--- Reading passage Enclosed Below ---
Response to Sue Carroll
Sue Carroll’s letter (Carriage Towne News, July 25, 2013) is evidence of the confusion surrounding Obamacare and Medicaid Expansion. Ms. Carroll is entitled to express her views and it is up to each reader to decide whether or not to research further before arriving at a judgment. In an effort to facilitate a more rational assessment, I offer the following information:
Healthcare costs have been rising faster than the GDP for over thirty years. The system was broken and too costly long before Obamacare was deemed constitutional by a majority of justices in a conservative leaning Supreme Court.
Obamacare is not by any reasonable definition a “government takeover” of the healthcare system. That would require the elimination of private ownership of insurance companies, the delivery system for patient treatment, and medical device and pharmaceutical manufacturing, none of which is taking place.
--- End of Enclosed Reading passage ---
> Directions for this task
Rewrite the response to Sue Carroll from "Obamacare is not" up to and including "is taking place.", replacing "private ownership" with "private control".
--- Data extract Enclosed Below ---
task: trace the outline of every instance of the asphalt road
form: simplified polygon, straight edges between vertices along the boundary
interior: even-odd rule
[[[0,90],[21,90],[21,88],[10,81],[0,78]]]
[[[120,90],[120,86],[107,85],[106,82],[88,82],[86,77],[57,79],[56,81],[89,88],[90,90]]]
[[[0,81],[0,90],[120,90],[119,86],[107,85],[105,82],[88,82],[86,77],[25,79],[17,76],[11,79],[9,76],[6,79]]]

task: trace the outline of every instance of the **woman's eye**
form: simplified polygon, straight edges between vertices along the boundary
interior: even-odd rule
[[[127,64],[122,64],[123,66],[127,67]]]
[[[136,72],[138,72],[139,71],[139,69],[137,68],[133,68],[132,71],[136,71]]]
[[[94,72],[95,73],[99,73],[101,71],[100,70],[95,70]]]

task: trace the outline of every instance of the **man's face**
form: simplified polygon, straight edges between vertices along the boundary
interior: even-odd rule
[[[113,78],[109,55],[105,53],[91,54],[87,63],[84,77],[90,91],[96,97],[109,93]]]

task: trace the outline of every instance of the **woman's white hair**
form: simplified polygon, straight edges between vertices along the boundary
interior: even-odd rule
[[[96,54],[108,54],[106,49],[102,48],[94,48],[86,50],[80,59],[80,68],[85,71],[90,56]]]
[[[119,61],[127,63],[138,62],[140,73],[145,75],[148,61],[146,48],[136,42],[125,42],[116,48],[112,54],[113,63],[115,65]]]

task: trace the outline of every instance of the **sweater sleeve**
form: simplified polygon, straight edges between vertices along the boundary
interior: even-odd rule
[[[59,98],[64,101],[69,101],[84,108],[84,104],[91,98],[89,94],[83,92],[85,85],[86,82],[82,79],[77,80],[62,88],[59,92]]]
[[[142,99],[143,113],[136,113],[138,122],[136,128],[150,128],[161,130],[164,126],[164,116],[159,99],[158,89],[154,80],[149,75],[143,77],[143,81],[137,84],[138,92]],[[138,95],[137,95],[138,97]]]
--- End of Enclosed Data extract ---
> Answer to the problem
Obamacare is not by any reasonable definition a “government takeover” of the healthcare system. That would require the elimination of private control of insurance companies, the delivery system for patient treatment, and medical device and pharmaceutical manufacturing, none of which is taking place.